Cuma, Eylül 20, 2024

Bir Af Yasası ve Sığınmacıların Çeteleşmeleri -II

Birisi ödülü hak etmişse, ondan nefret etsen bile hakkını vereceksin. Birisi cezayı hak etmişse yakının olsa bile cezadan vazgeçmeyeceksin

Sevgili okurlarım,

Bir önceki yazıdan devam..


Günümüzde ülkemizde, AKP iktidarının 22 yıl sürecinde yapmış olduğu tüm ekonomik, idari ve diğer tüm yanlışlar ile tek yanlı icraatlar kapsamında, Türkiye Sayın Erdoğan eliyle bir MÜLTECİ ve SIĞINMACI KAMPI haline getirilmiştir.

İstanbul Belediye Başkanlığı yaptığı dönemlerden itibaren amacının sadece servet biriktirmek olduğu anlaşılan Erdoğan’ın bu zayıf noktasını çok çabuk kavrayan Avrupa birliği ülkeleri, sadece para vererek, düzensiz göçü ve sığınmacıların kendi ülkelerine girmelerini önlemiştir. Türkiye’nin ise, bu düzensiz insan akınına karşı, sınırlarını koruyamayıp açık tuttuğu için kendi halkı tarafından boy hedefinde kaldığı görülmektedir.

————

■ Çözülecek problem:
Yazının “Bir önceki yazıdan” ile başlayıp “hedefinde kaldığı görülmektedir.” ile biten bölümünü, “düzensiz” yerine “kontrolsüz” koyarak güncellenmiş biçimde yeniden yazın. Aşağıdaki satırlar yazıdan bağımsız, ayrı bir malzemedir.

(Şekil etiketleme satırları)
————

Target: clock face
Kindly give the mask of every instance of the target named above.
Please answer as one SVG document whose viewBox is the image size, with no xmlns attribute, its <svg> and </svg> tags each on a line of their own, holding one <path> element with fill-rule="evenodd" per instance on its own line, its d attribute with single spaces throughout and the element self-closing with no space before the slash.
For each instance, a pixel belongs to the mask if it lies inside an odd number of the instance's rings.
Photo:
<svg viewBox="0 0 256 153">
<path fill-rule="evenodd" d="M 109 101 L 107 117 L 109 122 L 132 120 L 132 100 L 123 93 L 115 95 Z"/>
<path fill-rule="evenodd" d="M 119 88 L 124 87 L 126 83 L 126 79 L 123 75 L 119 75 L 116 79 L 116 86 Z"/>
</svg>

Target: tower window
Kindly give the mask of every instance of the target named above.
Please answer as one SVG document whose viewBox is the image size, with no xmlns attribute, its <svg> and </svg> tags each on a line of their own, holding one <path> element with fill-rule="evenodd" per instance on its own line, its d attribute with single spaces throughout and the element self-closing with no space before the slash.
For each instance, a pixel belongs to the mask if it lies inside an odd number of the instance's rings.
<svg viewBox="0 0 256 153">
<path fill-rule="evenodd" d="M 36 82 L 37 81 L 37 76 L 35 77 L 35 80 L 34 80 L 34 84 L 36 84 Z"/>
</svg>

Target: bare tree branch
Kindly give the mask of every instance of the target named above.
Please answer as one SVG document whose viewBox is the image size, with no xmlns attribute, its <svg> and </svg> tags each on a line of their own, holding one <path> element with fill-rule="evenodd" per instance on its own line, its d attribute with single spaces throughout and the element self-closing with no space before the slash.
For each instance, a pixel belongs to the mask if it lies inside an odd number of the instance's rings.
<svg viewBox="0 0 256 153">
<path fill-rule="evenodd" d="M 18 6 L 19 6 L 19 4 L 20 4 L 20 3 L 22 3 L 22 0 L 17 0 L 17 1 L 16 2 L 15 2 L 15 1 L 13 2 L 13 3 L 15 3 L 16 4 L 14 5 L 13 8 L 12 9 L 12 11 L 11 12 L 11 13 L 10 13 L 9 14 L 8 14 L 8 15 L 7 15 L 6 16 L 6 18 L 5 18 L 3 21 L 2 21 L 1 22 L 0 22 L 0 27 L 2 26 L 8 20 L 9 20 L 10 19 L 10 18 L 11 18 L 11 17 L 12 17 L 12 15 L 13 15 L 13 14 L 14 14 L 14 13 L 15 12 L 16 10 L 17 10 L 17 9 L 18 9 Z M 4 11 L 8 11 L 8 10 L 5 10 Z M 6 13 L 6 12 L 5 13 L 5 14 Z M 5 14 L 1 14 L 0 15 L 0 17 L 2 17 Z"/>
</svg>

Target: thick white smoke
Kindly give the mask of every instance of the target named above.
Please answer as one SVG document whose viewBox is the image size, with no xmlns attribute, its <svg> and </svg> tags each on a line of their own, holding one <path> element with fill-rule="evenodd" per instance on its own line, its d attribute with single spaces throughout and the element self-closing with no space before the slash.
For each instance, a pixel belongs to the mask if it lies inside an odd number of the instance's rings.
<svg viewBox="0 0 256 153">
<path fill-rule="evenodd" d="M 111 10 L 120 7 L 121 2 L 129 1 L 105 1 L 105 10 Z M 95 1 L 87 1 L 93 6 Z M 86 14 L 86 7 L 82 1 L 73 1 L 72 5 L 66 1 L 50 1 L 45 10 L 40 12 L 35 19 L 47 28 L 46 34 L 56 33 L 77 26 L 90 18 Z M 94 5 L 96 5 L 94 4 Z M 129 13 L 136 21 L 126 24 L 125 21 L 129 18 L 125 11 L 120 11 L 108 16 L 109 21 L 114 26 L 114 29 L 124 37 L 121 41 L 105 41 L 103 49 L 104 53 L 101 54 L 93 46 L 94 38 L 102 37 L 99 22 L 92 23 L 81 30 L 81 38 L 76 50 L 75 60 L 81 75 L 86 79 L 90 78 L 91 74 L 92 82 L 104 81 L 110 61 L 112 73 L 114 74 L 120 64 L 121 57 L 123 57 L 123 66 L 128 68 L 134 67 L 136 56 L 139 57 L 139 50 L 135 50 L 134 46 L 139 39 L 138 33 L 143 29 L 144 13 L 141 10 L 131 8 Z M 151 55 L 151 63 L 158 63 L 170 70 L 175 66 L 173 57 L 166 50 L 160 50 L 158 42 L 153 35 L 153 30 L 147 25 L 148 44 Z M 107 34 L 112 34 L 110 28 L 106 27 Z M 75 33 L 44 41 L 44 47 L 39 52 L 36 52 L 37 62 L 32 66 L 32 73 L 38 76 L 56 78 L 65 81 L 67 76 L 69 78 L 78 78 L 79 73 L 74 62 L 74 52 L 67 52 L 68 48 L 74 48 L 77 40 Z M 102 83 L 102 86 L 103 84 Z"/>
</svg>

————

■ Alıştırma çözümü:
Bir önceki yazıdan devam..


Günümüzde ülkemizde, AKP iktidarının 22 yıl sürecinde yapmış olduğu tüm ekonomik, idari ve diğer tüm yanlışlar ile tek yanlı icraatlar kapsamında, Türkiye Sayın Erdoğan eliyle bir MÜLTECİ ve SIĞINMACI KAMPI haline getirilmiştir.

İstanbul Belediye Başkanlığı yaptığı dönemlerden itibaren amacının sadece servet biriktirmek olduğu anlaşılan Erdoğan’ın bu zayıf noktasını çok çabuk kavrayan Avrupa birliği ülkeleri, sadece para vererek, kontrolsüz göçü ve sığınmacıların kendi ülkelerine girmelerini önlemiştir. Türkiye’nin ise, bu kontrolsüz insan akınına karşı, sınırlarını koruyamayıp açık tuttuğu için kendi halkı tarafından boy hedefinde kaldığı görülmektedir.